- _What the exercise asks_: Output the entries word for word. Omit images.

Start of Supplied material

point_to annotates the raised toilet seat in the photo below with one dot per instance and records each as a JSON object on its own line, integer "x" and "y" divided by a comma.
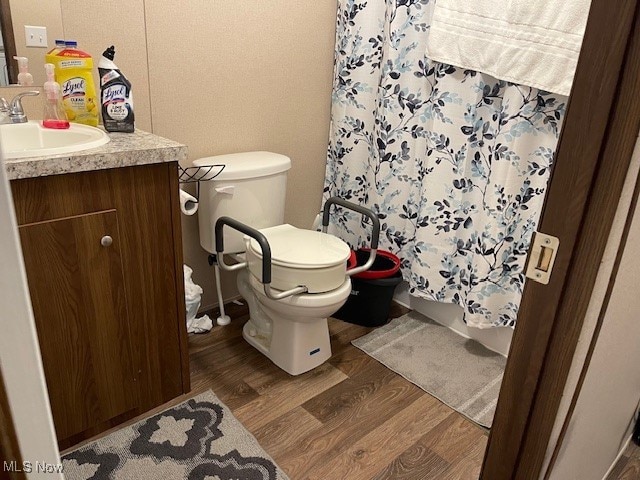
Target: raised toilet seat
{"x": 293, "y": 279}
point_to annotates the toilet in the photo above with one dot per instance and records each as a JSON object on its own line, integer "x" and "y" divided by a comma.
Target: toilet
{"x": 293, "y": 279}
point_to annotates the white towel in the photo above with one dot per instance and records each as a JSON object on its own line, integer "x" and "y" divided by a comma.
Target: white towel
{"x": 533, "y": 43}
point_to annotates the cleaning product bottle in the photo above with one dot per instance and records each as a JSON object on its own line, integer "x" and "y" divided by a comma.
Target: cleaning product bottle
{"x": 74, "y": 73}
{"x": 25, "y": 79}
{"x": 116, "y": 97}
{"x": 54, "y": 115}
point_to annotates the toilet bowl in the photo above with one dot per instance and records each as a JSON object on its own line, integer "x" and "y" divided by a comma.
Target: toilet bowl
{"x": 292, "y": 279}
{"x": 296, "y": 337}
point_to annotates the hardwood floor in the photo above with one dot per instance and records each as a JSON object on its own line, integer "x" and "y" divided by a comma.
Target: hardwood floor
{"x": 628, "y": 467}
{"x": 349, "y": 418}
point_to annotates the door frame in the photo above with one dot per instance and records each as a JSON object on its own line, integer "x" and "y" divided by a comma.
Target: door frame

End of Supplied material

- _Task answer_:
point_to annotates the raised toilet seat in the photo below with one dot per instance and records each as a JSON object on its own line, integer "x" and "y" divided by a comma.
Target: raised toilet seat
{"x": 293, "y": 279}
point_to annotates the toilet in the photo above with one dot per instance and records each as a JSON object on its own line, integer "x" and "y" divided by a comma.
Target: toilet
{"x": 293, "y": 279}
point_to annotates the white towel in the photo above with one dot per instance and records each as a JSON object on its own line, integer "x" and "y" divided by a comma.
Target: white towel
{"x": 533, "y": 43}
point_to annotates the cleaning product bottle in the photo above with one dot per instance and records each as a JSON object on its own line, integer "x" and "y" divided by a comma.
Target: cleaning product bottle
{"x": 74, "y": 73}
{"x": 25, "y": 79}
{"x": 116, "y": 97}
{"x": 54, "y": 115}
point_to annotates the toilet bowl in the photo above with one dot per instance and records each as a JSON object on its own line, integer "x" and "y" divided by a comma.
Target: toilet bowl
{"x": 292, "y": 279}
{"x": 296, "y": 337}
point_to annotates the hardwood floor in the photo above with one dot per instance and records each as a JSON object on its own line, integer "x" and "y" divided by a comma.
Target: hardwood floor
{"x": 628, "y": 467}
{"x": 349, "y": 418}
point_to annotates the door frame in the photo above with one dot per instance and records each as a JSON object on its own line, integer "x" and "y" divided by a comma.
Target: door frame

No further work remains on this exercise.